Task brief: Extract every line of the entries below that contains the string "woman", and copy each one in full.

-- Begin Data records --

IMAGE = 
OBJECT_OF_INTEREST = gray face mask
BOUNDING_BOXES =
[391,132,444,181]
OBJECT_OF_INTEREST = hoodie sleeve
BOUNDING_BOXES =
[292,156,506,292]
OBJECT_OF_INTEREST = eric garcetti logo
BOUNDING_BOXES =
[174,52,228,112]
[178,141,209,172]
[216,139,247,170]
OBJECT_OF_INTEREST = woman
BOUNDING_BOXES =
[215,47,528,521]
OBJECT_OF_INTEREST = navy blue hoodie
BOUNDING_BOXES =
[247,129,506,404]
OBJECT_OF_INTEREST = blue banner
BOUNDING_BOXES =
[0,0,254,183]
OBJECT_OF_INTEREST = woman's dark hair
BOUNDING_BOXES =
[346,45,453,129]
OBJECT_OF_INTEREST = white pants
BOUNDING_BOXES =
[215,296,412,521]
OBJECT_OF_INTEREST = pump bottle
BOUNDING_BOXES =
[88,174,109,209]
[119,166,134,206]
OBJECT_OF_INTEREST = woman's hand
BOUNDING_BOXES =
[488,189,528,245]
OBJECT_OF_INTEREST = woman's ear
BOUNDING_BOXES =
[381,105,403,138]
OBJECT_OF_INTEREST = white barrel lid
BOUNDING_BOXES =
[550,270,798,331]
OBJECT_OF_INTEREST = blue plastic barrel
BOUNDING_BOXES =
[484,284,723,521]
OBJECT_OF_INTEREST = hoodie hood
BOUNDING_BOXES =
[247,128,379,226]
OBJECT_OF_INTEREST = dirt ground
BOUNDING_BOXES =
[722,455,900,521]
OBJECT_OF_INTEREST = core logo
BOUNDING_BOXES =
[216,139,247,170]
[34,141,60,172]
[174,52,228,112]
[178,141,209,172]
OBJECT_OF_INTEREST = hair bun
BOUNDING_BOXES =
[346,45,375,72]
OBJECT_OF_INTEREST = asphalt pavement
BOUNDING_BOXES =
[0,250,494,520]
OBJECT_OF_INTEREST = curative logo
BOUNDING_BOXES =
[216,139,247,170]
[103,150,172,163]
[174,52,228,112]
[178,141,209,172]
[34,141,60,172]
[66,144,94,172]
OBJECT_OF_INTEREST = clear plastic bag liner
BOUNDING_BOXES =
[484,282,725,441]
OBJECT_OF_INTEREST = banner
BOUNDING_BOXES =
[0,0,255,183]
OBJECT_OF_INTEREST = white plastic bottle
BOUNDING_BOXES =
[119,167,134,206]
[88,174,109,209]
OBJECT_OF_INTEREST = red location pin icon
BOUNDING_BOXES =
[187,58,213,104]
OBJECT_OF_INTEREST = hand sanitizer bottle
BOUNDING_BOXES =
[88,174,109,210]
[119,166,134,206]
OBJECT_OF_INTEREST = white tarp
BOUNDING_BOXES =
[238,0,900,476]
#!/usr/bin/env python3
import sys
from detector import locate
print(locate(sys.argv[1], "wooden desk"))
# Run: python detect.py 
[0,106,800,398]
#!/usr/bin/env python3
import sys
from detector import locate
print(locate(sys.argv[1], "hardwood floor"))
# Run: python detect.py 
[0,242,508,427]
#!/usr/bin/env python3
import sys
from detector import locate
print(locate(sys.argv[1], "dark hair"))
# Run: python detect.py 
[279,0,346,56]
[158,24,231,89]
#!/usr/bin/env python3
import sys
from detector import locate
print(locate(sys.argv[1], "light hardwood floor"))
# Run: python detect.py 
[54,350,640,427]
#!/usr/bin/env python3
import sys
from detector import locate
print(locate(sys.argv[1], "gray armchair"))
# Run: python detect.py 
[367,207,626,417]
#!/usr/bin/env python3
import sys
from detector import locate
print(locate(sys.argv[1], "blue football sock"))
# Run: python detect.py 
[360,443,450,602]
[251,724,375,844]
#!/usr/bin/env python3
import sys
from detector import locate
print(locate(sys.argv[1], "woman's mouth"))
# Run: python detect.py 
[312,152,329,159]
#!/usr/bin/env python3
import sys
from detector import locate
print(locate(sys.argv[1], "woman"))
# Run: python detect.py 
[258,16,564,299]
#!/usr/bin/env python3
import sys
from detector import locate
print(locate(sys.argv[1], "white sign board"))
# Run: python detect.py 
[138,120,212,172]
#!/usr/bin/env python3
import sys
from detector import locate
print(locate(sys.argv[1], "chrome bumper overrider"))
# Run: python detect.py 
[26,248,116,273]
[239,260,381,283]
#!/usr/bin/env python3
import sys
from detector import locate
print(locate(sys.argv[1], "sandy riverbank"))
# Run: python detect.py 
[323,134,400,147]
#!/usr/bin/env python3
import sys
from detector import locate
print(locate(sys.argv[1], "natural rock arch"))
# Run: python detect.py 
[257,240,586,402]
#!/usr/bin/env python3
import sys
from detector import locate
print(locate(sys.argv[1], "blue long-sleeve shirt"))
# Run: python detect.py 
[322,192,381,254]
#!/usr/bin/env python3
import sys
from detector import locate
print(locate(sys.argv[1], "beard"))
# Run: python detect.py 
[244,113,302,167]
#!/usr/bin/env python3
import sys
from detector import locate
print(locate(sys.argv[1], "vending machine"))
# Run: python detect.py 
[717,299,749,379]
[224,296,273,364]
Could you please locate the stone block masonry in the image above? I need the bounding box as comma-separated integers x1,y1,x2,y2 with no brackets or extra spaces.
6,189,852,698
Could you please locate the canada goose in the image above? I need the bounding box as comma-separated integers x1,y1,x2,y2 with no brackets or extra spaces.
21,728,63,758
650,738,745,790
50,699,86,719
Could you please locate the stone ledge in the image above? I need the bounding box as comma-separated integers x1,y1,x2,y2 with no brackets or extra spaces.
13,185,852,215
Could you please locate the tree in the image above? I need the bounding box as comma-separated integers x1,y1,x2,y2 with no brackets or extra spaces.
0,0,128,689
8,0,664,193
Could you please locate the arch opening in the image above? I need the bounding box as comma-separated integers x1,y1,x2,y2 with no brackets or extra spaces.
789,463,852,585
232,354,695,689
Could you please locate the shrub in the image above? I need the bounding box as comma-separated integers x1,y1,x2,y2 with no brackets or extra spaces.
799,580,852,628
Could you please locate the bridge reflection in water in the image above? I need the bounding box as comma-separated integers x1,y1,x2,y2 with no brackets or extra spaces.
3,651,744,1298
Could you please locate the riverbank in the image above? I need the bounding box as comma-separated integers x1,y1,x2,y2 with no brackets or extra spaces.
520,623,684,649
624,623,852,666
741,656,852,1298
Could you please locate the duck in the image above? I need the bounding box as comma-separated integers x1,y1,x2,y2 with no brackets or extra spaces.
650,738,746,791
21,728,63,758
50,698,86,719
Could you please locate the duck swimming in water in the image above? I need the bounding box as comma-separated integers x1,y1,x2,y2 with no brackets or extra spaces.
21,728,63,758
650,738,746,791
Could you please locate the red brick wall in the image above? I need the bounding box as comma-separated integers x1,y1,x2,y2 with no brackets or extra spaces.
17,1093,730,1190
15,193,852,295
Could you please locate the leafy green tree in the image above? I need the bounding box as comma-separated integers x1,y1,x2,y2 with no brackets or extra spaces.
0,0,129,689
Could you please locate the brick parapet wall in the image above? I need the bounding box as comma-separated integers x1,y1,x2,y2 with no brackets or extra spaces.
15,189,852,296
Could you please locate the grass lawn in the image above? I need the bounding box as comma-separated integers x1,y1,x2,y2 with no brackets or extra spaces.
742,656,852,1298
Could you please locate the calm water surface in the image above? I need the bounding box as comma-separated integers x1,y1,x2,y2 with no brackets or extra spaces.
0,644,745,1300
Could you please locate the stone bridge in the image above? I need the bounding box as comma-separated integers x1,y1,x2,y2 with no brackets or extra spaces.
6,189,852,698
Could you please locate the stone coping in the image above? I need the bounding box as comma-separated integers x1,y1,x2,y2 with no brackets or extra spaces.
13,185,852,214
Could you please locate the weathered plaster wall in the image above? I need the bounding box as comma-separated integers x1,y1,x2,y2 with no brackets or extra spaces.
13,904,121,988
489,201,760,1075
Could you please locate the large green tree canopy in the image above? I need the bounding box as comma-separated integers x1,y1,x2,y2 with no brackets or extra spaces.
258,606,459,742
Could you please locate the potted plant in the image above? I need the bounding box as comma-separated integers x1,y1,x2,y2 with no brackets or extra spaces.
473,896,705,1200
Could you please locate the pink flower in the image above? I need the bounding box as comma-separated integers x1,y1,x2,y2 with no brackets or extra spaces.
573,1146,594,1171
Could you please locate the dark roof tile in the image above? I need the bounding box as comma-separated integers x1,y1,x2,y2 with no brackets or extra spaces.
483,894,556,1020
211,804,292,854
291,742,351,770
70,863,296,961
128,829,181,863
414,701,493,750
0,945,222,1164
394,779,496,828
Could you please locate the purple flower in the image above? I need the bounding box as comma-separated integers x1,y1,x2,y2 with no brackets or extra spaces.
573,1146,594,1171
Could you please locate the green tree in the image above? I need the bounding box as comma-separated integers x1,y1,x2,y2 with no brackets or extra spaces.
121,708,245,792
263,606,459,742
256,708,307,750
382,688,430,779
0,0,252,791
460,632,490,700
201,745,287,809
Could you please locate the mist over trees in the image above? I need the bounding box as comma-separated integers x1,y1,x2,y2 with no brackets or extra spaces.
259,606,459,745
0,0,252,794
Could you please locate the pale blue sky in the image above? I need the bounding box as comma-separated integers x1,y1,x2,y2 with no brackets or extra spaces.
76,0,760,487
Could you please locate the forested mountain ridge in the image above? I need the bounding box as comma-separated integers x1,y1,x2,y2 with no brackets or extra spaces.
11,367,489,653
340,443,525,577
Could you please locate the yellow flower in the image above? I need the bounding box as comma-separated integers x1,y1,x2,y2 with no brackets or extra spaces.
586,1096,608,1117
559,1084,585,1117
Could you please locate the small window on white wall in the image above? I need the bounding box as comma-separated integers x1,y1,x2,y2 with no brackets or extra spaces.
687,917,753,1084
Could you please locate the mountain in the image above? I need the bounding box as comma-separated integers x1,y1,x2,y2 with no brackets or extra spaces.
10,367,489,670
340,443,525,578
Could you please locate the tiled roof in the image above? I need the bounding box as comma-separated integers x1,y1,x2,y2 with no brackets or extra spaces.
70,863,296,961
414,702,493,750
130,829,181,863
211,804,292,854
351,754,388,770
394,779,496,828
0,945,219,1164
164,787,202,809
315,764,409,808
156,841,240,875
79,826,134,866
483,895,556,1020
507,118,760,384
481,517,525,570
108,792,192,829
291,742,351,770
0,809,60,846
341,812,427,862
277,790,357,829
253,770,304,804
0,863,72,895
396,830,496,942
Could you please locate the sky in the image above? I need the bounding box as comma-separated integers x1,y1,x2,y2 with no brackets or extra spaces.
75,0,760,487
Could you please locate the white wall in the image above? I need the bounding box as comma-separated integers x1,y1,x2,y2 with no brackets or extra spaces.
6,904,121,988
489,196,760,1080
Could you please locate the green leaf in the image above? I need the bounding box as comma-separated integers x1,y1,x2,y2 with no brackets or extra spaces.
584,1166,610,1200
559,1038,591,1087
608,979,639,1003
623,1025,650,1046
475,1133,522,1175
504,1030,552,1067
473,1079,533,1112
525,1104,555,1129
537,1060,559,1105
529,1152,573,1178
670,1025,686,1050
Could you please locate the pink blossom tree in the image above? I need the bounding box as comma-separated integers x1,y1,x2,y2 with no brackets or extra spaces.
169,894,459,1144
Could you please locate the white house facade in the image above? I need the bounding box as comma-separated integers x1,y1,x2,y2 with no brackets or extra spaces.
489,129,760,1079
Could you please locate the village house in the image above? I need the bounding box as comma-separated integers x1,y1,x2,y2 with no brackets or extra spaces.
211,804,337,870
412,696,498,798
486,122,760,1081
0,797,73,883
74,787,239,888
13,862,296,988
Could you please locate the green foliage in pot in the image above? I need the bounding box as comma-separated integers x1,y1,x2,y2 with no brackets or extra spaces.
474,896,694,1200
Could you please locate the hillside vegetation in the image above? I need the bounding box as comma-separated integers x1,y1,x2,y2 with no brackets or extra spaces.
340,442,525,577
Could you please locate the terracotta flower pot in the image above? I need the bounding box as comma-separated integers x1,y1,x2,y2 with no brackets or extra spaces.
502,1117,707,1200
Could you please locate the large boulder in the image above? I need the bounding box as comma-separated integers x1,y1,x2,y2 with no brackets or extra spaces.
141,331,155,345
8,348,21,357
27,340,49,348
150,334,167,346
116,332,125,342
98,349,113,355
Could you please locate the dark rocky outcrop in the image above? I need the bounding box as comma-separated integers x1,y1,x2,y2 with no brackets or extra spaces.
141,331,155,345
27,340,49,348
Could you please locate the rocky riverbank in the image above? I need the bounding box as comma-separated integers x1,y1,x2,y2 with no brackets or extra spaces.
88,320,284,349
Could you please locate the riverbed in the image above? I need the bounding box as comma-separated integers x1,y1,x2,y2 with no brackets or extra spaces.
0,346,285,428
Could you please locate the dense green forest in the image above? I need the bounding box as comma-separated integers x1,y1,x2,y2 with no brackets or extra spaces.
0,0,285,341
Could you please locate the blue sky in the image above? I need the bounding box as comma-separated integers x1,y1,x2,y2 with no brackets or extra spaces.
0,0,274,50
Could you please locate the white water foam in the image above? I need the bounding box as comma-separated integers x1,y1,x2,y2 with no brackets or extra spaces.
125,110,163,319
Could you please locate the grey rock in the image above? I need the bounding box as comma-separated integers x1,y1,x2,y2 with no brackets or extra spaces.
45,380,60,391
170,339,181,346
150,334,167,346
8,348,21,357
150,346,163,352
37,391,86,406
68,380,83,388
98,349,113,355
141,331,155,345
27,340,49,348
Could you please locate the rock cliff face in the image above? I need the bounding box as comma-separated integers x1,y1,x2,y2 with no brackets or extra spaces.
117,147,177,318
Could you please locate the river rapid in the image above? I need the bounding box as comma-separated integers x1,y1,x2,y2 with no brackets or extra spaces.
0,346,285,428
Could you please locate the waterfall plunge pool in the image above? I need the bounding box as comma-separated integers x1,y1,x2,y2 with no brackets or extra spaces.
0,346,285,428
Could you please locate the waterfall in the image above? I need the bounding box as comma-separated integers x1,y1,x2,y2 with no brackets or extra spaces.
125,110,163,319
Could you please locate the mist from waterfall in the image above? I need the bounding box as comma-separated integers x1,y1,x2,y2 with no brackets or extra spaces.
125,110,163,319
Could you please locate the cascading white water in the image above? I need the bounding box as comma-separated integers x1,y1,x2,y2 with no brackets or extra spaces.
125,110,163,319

-- End Data records --

Full output:
OBJECT_OF_INTEREST = woman
OBJECT_OF_INTEREST = woman's dark hair
OBJECT_OF_INTEREST = woman's hand
OBJECT_OF_INTEREST = woman's ear
print(locate(sys.argv[1], "woman's mouth"))
print(locate(sys.argv[1], "woman"))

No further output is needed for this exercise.